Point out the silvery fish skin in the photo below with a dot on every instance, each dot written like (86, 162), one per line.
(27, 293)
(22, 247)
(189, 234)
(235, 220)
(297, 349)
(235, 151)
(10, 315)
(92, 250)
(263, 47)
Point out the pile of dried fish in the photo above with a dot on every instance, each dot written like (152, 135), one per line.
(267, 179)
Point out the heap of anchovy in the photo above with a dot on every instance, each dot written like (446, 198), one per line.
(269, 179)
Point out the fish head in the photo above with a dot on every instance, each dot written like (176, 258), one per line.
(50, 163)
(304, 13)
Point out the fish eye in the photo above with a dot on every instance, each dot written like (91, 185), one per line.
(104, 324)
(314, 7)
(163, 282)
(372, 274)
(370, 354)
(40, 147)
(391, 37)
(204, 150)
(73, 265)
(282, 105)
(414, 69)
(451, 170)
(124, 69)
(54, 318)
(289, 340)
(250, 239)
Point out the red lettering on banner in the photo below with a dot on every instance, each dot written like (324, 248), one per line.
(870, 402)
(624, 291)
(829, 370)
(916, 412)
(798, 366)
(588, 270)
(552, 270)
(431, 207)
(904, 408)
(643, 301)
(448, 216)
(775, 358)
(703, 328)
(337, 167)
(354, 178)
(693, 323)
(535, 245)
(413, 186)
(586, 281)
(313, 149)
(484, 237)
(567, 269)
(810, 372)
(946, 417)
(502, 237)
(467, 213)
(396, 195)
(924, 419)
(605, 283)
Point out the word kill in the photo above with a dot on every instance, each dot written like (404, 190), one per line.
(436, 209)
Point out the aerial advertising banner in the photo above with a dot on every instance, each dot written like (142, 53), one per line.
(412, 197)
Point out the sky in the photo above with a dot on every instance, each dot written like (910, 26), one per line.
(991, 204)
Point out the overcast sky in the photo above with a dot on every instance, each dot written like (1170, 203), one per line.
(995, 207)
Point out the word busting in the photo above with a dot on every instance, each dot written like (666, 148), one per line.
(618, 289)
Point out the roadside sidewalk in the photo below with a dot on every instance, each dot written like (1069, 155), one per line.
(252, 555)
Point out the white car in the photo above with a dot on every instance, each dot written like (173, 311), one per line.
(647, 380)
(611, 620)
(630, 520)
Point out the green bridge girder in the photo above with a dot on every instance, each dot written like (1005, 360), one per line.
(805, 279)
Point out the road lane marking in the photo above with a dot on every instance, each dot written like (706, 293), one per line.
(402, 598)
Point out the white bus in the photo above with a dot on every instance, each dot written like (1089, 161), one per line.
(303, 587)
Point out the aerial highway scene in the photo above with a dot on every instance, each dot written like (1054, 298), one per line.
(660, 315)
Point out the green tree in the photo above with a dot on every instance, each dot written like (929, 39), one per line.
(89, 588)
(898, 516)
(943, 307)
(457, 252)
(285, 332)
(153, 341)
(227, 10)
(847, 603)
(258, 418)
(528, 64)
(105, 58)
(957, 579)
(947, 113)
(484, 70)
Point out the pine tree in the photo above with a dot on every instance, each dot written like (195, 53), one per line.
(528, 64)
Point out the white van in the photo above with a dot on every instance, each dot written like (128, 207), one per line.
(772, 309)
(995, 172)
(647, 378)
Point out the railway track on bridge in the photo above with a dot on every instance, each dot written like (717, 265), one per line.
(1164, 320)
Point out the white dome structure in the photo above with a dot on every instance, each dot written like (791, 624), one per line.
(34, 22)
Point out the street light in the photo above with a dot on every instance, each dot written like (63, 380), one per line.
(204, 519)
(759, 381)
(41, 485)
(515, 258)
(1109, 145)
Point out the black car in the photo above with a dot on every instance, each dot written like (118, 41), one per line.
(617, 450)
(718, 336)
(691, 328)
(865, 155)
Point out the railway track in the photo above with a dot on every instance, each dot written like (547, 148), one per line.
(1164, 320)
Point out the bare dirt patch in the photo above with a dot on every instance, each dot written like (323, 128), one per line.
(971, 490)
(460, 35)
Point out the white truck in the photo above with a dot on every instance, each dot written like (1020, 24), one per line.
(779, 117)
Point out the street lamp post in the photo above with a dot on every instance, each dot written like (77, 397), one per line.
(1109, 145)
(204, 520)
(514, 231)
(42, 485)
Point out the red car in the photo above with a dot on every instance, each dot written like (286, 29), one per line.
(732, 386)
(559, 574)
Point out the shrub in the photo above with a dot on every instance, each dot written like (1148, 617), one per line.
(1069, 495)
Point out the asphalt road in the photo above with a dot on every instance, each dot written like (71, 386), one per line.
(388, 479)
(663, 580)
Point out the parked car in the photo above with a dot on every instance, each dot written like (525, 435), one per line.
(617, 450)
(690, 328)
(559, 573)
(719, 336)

◆ **TO DO**:
Rewrite every item above, changing "Point out" to "Mark" and keeping everything else the same.

◆ **ANSWER TO THE EXERCISE**:
Mark the silvery fish skin in the photo below with a dot on every instance, each dot written like (86, 162), one per line.
(27, 293)
(22, 247)
(189, 234)
(235, 220)
(297, 349)
(235, 151)
(10, 315)
(92, 250)
(263, 47)
Mark the pile of dried fish in the photo above with a dot on every instance, each dot written like (152, 135), one per line.
(267, 179)
Mark the heap of anchovy in the photo above with a dot on every instance, each dot written like (446, 198), one per line.
(269, 179)
Mark the fish head in the photo above with a dot on every instance, each dot written like (176, 258), one per line.
(50, 163)
(304, 13)
Mark the fish eye in the photo above with a dot on every instance, each dot written like (91, 185), one per line.
(104, 324)
(314, 7)
(163, 282)
(372, 274)
(370, 354)
(40, 147)
(391, 37)
(204, 150)
(73, 265)
(282, 105)
(414, 69)
(451, 170)
(124, 69)
(54, 318)
(289, 340)
(250, 239)
Mark the red lettering on banner in the photo below with a dot on every instance, each dot written like (324, 248), one per line.
(870, 402)
(624, 291)
(829, 370)
(916, 412)
(798, 366)
(588, 270)
(552, 270)
(431, 207)
(904, 408)
(643, 301)
(448, 216)
(775, 358)
(703, 328)
(337, 167)
(354, 178)
(693, 323)
(535, 245)
(413, 186)
(586, 281)
(313, 149)
(484, 237)
(567, 269)
(810, 372)
(946, 417)
(502, 237)
(467, 213)
(396, 195)
(924, 419)
(605, 283)
Mark the word kill in the photo above with a dot on every instance, each dot written like (404, 190), one per line.
(436, 209)
Mark the aerial advertising banner in the photo above with a dot on every instance, each dot written like (142, 53), one per line.
(412, 197)
Mark the sky in the photo above with a dot on every instance, each dot written like (910, 26), one per line.
(991, 204)
Mark the overcast sky in the photo above with a dot on every instance, each dot written like (1170, 203), one per line.
(995, 207)
Mark the word busting in the photo above with a dot on every instance, each dot written like (666, 148), one per line.
(618, 289)
Mark the roadside sidewalk in the photo below with a dot on every instance, each dot written like (1069, 155), one per line.
(252, 555)
Mark the white car in the photo above with a dot on every instance, each dot written like (173, 311), one per line.
(647, 380)
(611, 620)
(630, 520)
Mark the green bridge girder in the photo above with a dot on every instance, each dot written like (1005, 360), one per line.
(805, 279)
Mark the road lane marking in the photo above with a dot on every instance, each dot written like (706, 293), one per line.
(402, 598)
Mark the white bus in the photo above with a dot on every instance, each dot written like (1089, 161), one per line.
(303, 587)
Mark the aerial highway scene in the photo above with a dot on every instance, each dot written like (1054, 298), one per line.
(660, 315)
Mark the green tree in the photo above with a dot on every instance, each dot written like (929, 39), one per line.
(89, 588)
(898, 516)
(943, 307)
(457, 252)
(285, 332)
(153, 341)
(227, 10)
(847, 603)
(258, 418)
(528, 64)
(105, 58)
(957, 579)
(947, 113)
(484, 70)
Mark the pine tree in the photo above with a dot on every instance, each dot written like (195, 53), one per line.
(528, 64)
Mark the white van in the photo above with a dot on every instance, each dot written like (128, 207), one per line.
(772, 309)
(995, 172)
(647, 378)
Mark the railway track on bridge in the photo above with a dot on every instance, each dot written like (717, 265), one per line.
(1164, 320)
Mark the white dome structure in the photo above with a dot on every instance, each dot written like (791, 624), one per line.
(34, 22)
Mark the street light in the photo above with a dot on every instance, each dot written like (63, 380), one per line.
(204, 519)
(759, 381)
(41, 485)
(515, 258)
(1109, 145)
Mark the black car in the photo above with a dot on every instance, each dot written like (118, 41), one per line.
(617, 450)
(718, 336)
(691, 328)
(865, 155)
Mark the railway track in the photo above with a dot on every instance, each dot written like (547, 148), one per line.
(1164, 320)
Mark the bare dirt patch in the photo above with a dot on every instance, each dot written like (323, 128), one per line.
(971, 490)
(460, 35)
Mark the white truck in the photo above with a dot on every instance, each dot written like (1020, 24), one per line.
(779, 117)
Mark the street lamp post in the photo above with a dot on every instance, each dot written like (77, 397), one per line.
(1109, 145)
(204, 520)
(514, 231)
(42, 485)
Mark the red car in the photo above with a dot on every instance, each dot written like (286, 29), one per line.
(732, 386)
(559, 574)
Mark the shrub in the photo above with a dot on every instance, each dot written like (1148, 617), one per line.
(1069, 495)
Mark the asphalt road in the photo above with a dot on every instance, each dot written like (71, 386), one per line.
(388, 479)
(663, 580)
Mark the parked car in the photo above with a dot on every instance, each dot written like (525, 435), one per line.
(617, 450)
(690, 328)
(559, 573)
(719, 336)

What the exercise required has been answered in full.